◆ **EXERCISE**
I need the lines below from the one with "TARGET = bay" down to the one with "TARGET = foreground plant" reproduced exactly, both ends included, and nothing else.

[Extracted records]
┄┄┄┄┄┄┄┄┄┄

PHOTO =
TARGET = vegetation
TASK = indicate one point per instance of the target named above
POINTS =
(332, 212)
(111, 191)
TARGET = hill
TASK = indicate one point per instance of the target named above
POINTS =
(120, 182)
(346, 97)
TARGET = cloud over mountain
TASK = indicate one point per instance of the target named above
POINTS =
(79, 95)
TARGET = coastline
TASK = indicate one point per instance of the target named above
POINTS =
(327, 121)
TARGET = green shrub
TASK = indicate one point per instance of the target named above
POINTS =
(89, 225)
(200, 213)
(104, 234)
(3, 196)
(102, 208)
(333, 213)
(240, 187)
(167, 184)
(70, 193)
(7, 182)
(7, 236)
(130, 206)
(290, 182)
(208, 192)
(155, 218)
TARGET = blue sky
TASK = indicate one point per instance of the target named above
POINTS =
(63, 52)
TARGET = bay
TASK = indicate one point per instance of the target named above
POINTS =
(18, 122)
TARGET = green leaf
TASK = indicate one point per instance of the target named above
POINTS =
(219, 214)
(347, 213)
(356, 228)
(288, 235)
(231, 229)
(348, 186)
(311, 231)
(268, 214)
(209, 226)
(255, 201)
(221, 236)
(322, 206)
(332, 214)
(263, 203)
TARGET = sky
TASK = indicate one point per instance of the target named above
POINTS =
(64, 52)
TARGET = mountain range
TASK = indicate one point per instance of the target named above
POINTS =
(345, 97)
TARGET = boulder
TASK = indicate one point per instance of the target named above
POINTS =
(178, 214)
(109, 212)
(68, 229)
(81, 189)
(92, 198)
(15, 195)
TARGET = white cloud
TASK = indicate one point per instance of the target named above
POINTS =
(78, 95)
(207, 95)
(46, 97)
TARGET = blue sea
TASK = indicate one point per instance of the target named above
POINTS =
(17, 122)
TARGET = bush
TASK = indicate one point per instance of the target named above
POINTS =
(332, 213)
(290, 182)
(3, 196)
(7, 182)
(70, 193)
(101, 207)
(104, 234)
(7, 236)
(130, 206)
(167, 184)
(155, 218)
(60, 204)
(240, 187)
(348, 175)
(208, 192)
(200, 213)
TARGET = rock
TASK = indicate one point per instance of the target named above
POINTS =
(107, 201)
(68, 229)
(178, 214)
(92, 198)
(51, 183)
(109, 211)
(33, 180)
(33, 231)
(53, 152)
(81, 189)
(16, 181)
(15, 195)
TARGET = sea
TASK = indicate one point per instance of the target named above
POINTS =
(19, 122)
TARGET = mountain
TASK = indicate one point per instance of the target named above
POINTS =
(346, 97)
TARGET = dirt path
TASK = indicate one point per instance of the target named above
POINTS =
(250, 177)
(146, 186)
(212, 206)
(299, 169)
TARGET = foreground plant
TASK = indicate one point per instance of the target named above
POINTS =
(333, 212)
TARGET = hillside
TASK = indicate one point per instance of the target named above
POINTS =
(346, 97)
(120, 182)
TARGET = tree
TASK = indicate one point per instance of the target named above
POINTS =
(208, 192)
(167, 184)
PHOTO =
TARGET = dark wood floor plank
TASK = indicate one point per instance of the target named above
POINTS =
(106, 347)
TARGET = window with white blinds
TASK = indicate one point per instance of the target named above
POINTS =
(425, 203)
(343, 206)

┄┄┄┄┄┄┄┄┄┄

◆ **ANSWER SPACE**
TARGET = bay
TASK = indicate one point per instance of the target named above
POINTS =
(18, 122)
TARGET = green leaf
TASK = indicate one point per instance of the target named above
POINTS =
(219, 214)
(347, 213)
(356, 228)
(288, 235)
(231, 229)
(348, 186)
(311, 231)
(268, 214)
(209, 226)
(255, 201)
(221, 236)
(322, 206)
(332, 214)
(263, 203)
TARGET = sky
TASK = indicate one point per instance of the target named above
POINTS =
(64, 52)
TARGET = mountain range
TASK = indicate one point per instance of the target named above
POINTS =
(345, 97)
TARGET = boulder
TASK = indicate one point per instance of the target named above
POINTS =
(178, 214)
(109, 212)
(68, 229)
(81, 189)
(92, 198)
(15, 195)
TARGET = white cloud
TASK = indicate one point per instance of the target named above
POINTS =
(78, 95)
(207, 95)
(46, 97)
TARGET = blue sea
TASK = indicate one point per instance of the target named above
POINTS =
(17, 122)
TARGET = bush
TASK = indicate one point per instance of the target named above
POINTS =
(332, 213)
(290, 182)
(3, 196)
(7, 182)
(70, 193)
(101, 207)
(104, 234)
(7, 236)
(130, 206)
(167, 184)
(155, 218)
(60, 204)
(240, 187)
(348, 175)
(208, 192)
(200, 213)
TARGET = rock
TASK = indicate one point per instance of the target named above
POINTS =
(107, 201)
(68, 229)
(178, 214)
(92, 198)
(51, 183)
(109, 211)
(33, 180)
(33, 231)
(53, 152)
(81, 189)
(16, 181)
(15, 195)
TARGET = sea
TASK = indicate one point per instance of the target named above
POINTS =
(19, 122)
TARGET = mountain
TASK = indicate one point per instance of the target named above
POINTS =
(346, 97)
TARGET = dirt path
TASK = indicate one point per instance of the target named above
POINTS =
(250, 177)
(146, 186)
(212, 206)
(299, 169)
TARGET = foreground plant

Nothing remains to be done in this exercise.